## [Page]
Sort by state_init_timestamp in application to see recent repairs first.


Monitoring Queries

Repair Health Dashboard

-- All repairs with status and timestamps
SELECT status, state_init_timestamp
FROM system_views.repairs;

-- Active repairs
SELECT id FROM system_views.repairs WHERE completed = false;

-- Active sessions
SELECT id FROM system_views.repair_sessions WHERE completed = false;

-- Active jobs
SELECT id FROM system_views.repair_jobs WHERE completed = false;

-- Active validations
SELECT id FROM system_views.repair_validations WHERE completed = false;

Filter by timestamp and aggregate counts in application.

Progress Monitoring

-- Active repairs
SELECT id, keyspace_name, status
FROM system_views.repairs
WHERE completed = false;

-- Sessions for a specific repair (use repair_id from above)
SELECT id, repair_id, status, ranges_count, ranges_complete
FROM system_views.repair_sessions
WHERE repair_id = <repair_id>;

-- Jobs for a specific session (use session_id from above)
SELECT table_name, status
FROM system_views.repair_jobs
WHERE session_id = <session_id>;

Alerting Rules

Long-Running Repair

-- Alert: Repairs running > 4 hours
SELECT id, keyspace_name, duration_millis / 3600000 AS hours
FROM system_views.repairs
WHERE completed = false
  AND duration_millis > 14400000;

Failed Repairs

-- Alert: Recent repair failures
SELECT id, keyspace_name, failure_cause, state_failure_timestamp
FROM system_views.repairs
WHERE status = 'FAILURE';

Filter in application for failures within the last hour.

Stuck Validations

-- Alert: Validations not progressing
SELECT id, keyspace_name, table_name, progress_percentage,
       duration_millis / 60000 AS duration_minutes
FROM system_views.repair_validations
WHERE completed = false
  AND duration_millis > 1800000
  AND progress_percentage < 0.5;

## [Raw records]
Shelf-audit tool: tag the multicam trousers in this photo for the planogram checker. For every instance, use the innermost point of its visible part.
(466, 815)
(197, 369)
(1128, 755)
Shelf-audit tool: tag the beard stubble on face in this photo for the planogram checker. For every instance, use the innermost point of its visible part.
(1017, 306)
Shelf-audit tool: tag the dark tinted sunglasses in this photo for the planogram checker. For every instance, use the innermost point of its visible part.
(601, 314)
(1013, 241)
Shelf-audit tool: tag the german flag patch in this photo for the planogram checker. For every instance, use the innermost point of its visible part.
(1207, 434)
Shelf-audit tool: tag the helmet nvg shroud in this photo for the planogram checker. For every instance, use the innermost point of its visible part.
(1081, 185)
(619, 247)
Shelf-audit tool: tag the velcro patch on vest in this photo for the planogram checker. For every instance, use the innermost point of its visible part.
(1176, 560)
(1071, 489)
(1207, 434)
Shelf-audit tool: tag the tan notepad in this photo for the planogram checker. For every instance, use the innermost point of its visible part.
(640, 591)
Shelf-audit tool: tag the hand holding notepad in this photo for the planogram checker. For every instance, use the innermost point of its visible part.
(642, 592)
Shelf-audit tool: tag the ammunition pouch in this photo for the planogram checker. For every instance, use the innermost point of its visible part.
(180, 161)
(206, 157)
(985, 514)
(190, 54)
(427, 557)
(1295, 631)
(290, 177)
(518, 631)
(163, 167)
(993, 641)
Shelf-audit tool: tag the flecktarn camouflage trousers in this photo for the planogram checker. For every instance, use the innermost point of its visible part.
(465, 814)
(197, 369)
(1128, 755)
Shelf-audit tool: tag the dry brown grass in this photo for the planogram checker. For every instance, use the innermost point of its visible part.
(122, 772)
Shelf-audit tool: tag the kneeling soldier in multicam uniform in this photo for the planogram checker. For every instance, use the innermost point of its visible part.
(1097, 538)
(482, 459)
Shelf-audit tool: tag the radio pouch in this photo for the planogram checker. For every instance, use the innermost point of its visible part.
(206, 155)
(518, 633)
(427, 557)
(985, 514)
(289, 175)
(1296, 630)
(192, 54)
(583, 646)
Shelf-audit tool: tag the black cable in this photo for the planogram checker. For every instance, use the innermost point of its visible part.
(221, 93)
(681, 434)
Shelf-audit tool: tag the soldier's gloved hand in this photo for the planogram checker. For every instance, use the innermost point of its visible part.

## [What you have to do]
Print the portion of the repair monitoring text starting at "-- Alert: Recent" and ending at "the last hour.", reproducing it word for word.

## [Solution to this exercise]
-- Alert: Recent repair failures
SELECT id, keyspace_name, failure_cause, state_failure_timestamp
FROM system_views.repairs
WHERE status = 'FAILURE';

Filter in application for failures within the last hour.